Consignes
**A)** Recopiez l'article sur les vendanges en Saône-et-Loire en commençant aux mots « Colère du Préfet » et en vous arrêtant après « Ferrand à Charnay-lès-Mâcon. ».
**B)** Rédigez la suite de l'article sur les vendanges en Saône-et-Loire, à partir de sa dernière phrase.
:: Texte fourni ::
À Lugny, 55.000 cagettes ont été rentrées pour les crémants en l’espace de dix jours, prenait pour exemple le directeur, Stéphane Garrigue qui relativise ensuite la récolte manuelle, « à 70 % en machine à vendanger » pour les vins tranquilles. Reste que cette période de vendanges « manuelles » ne peut pas être « décalée », insistait, à maintes reprises, le président de l’Union viticole 71, Patrice Fortune, réclamant des solutions pour les recrutements et les hébergements.
Colère du Préfet
Plutôt d’un naturel jovial lors des réunions publiques, le préfet Séguy laissait exprimer son énervement sur deux sujets : l’hébergement et les ZNT, notamment dans le cadre de la lutte obligatoire contre la flavescence dorée, sujet de l’après-midi encore avec la CAVB d’ailleurs au domaine Nadine Ferrand à Charnay-lès-Mâcon.
Le premier objet du courroux était les services de la DDETS (droit du travail). Le président de l’Union viticole lui ayant fait remarquer « qu’il avait promis de faire des dérogations et des essais » pour trouver de nouvelles solutions pour l’hébergement des vendangeurs. « Instructions » et « consignes » dans ce sens avaient pourtant été donnés, s’énervait quelque peu le préfet qui relativisait puisque « l’Inspection du travail n’est pas sous l’autorité du Préfet », bien que ce dernier « lui signale les difficultés » du terrain.
Deuxième objet d’énervement, les « ZNT » - désormais Distance de sécurité riverains (DSR) – dans le cadre de la lutte obligatoire contre la maladie de la flavescence dorée qui touche principalement le Mâconnais depuis une dizaine d’années et le Beaujolais nord aussi depuis trois ans. À la remarque du représentant des JA71, Dorian Fontaines qui lui faisait remarquer que « le décret ne protège pas nos vignes avec des ZNT à 5 mètres alors que dans le Rhône, c’est à 0 ». Le Préfet Séguy répondait sur un ton ferme « ne pas commenter la décision du préfet de Région Bourgogne-Franche-Comté qui n’est pas celle de la région Aura à côté », laissant sous-entendre être plutôt d’accord avec la profession viticole de Saône-et-Loire.
:::
:: Données à examiner ::
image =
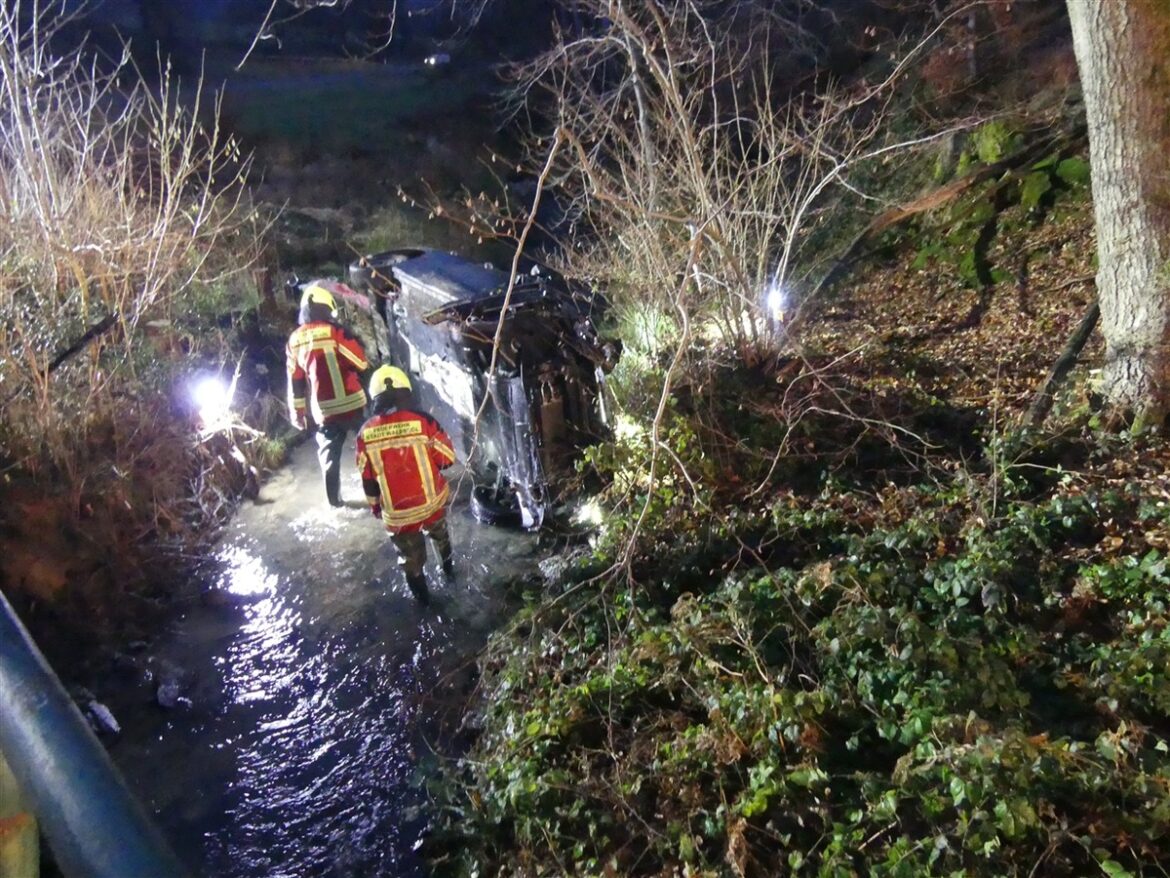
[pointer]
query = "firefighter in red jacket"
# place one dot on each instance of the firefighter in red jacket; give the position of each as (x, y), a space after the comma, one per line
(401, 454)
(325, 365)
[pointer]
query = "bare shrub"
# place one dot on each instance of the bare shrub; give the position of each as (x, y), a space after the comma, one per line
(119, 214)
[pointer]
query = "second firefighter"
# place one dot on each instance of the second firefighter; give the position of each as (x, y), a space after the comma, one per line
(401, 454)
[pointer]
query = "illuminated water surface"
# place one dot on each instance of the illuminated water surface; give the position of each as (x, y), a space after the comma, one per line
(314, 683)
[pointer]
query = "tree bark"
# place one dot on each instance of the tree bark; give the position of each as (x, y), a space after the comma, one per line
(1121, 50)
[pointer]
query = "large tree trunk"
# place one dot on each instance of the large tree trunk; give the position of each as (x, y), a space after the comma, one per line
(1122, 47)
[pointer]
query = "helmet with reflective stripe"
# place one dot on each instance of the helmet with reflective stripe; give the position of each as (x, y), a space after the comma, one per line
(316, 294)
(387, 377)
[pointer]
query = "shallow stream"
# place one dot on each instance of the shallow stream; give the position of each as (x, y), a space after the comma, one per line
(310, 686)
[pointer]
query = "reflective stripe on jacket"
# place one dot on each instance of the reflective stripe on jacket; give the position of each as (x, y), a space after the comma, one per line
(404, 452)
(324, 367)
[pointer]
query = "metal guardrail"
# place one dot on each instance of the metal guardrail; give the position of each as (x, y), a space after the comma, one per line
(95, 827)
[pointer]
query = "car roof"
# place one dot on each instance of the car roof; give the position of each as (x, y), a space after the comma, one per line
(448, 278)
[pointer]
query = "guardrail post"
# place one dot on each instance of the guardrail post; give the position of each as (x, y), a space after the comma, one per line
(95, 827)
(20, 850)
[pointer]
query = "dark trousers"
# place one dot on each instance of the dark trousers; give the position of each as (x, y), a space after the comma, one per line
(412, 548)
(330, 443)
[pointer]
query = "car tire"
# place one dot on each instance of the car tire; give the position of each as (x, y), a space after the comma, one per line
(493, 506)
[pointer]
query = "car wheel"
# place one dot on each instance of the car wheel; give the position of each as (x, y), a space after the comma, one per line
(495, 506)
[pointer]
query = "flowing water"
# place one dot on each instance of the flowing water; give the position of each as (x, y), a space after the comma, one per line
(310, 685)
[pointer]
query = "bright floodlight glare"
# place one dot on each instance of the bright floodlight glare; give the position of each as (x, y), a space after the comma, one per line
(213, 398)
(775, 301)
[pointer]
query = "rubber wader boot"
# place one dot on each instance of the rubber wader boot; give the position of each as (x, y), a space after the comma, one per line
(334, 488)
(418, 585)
:::
Réponses attendues
**A)**
Colère du Préfet
Plutôt d’un naturel jovial lors des réunions publiques, le préfet Séguy laissait exprimer son énervement sur deux sujets : l’hébergement et les ZNT, notamment dans le cadre de la lutte obligatoire contre la flavescence dorée, sujet de l’après-midi encore avec la CAVB d’ailleurs au domaine Nadine Ferrand à Charnay-lès-Mâcon.

**B)**
Le feu couve toujours
Les autres sujets étaient néanmoins plus consensuels, mais n’étaient pas pour autant plus facile à faire avancer ou à graver dans le marbre. Au nom de tous les vignerons qui à Mâcon et Tournus se sont mobilisés cet hiver auprès des autres agriculteurs, Patrice Fortune faisait un nouveau constat. « Nous avons fait de longues réunions. On a cru être entendu sur certains sujets, peut-être pas sur tous. Aujourd’hui, le ressenti de la base n’est pas à la hauteur des attentes et espérances ». Le président de la FDSEA de Saône-et-Loire, Christian Bajard allait un cran au-dessus : « on est resté au milieu du gué. Il faut rapidement vous remettre sur les rails, car la nature n’attend pas », faisait-il allusion aux aléas et crises sanitaires qui touchent toutes les grandes filières du département. N’envisageant « pas ce petit écho qui nous dit que ce ne sera pas possible » de tenir les promesses du Gouvernement Attal, avec le déficit public qui obligerait à faire des économies budgétaires, tous les viticulteurs et agriculteurs mettaient alors en garde les élus et autorités publics : « une petite étincelle pourrait remettre le feu rapidement ».